◆ **Task requirements**
Revise these data by replacing "straight edges" with "straight segments" and leaving everything else unchanged. Omit the pictures from your answer.

□ □ □ □

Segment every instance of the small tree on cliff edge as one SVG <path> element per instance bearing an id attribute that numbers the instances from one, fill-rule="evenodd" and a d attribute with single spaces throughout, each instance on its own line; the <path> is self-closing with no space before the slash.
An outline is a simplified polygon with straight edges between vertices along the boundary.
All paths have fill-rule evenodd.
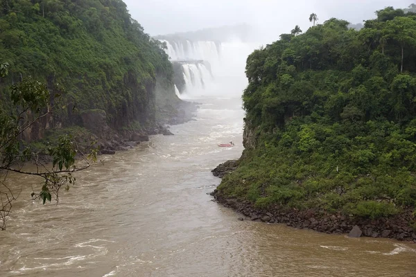
<path id="1" fill-rule="evenodd" d="M 0 78 L 8 74 L 8 64 L 0 64 Z M 50 102 L 50 92 L 46 87 L 31 77 L 24 78 L 11 88 L 11 100 L 17 107 L 15 114 L 0 111 L 0 229 L 6 229 L 13 202 L 19 197 L 6 181 L 10 172 L 37 176 L 43 179 L 42 188 L 32 192 L 33 199 L 41 199 L 44 204 L 51 202 L 52 196 L 59 200 L 62 187 L 68 189 L 76 178 L 73 174 L 88 168 L 96 161 L 96 150 L 86 155 L 78 149 L 76 143 L 69 136 L 59 138 L 57 145 L 51 145 L 46 153 L 52 159 L 52 166 L 40 161 L 39 153 L 24 145 L 20 138 L 25 131 L 37 124 L 42 118 L 52 114 L 56 105 Z M 55 97 L 58 95 L 54 96 Z M 80 159 L 76 163 L 76 155 Z M 37 170 L 26 171 L 24 163 L 33 163 Z M 23 186 L 23 185 L 22 185 Z"/>
<path id="2" fill-rule="evenodd" d="M 311 13 L 309 15 L 309 21 L 313 22 L 313 26 L 315 26 L 315 22 L 318 21 L 318 15 L 315 13 Z"/>
<path id="3" fill-rule="evenodd" d="M 295 26 L 295 28 L 293 30 L 292 30 L 291 33 L 294 35 L 297 35 L 302 33 L 302 30 L 300 30 L 300 27 L 299 26 L 299 25 L 296 25 Z"/>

□ □ □ □

◆ **Complete output**
Segment every instance of the small tree on cliff edge as one SVG <path> element per instance bearing an id attribute that numbers the instances from one, fill-rule="evenodd" and a d attribute with single spaces throughout, each instance on its own line; the <path> is self-closing with no space before the slash.
An outline is a simplified polygon with straight segments between vertices along the boundary.
All paths have fill-rule evenodd.
<path id="1" fill-rule="evenodd" d="M 0 78 L 8 74 L 8 64 L 0 64 Z M 50 102 L 50 92 L 46 87 L 31 77 L 24 78 L 11 88 L 11 100 L 17 107 L 15 114 L 0 111 L 0 229 L 6 229 L 13 202 L 19 197 L 6 181 L 10 172 L 37 176 L 43 179 L 42 188 L 32 192 L 33 199 L 41 199 L 44 204 L 51 202 L 52 196 L 59 200 L 62 187 L 68 189 L 76 178 L 73 174 L 88 168 L 96 161 L 96 150 L 86 155 L 78 149 L 76 143 L 69 136 L 59 138 L 57 145 L 51 145 L 46 153 L 52 159 L 52 166 L 40 161 L 39 153 L 24 145 L 20 138 L 25 131 L 37 124 L 42 118 L 52 114 L 56 105 Z M 55 97 L 58 95 L 54 96 Z M 80 159 L 76 163 L 76 155 Z M 37 170 L 26 171 L 24 163 L 33 163 Z M 23 186 L 23 185 L 22 185 Z"/>
<path id="2" fill-rule="evenodd" d="M 311 13 L 309 15 L 309 21 L 313 22 L 313 26 L 315 26 L 315 22 L 318 21 L 318 15 L 315 13 Z"/>
<path id="3" fill-rule="evenodd" d="M 295 26 L 295 28 L 293 30 L 292 30 L 291 33 L 294 35 L 297 35 L 302 33 L 302 30 L 300 30 L 300 27 L 299 26 L 299 25 L 296 25 Z"/>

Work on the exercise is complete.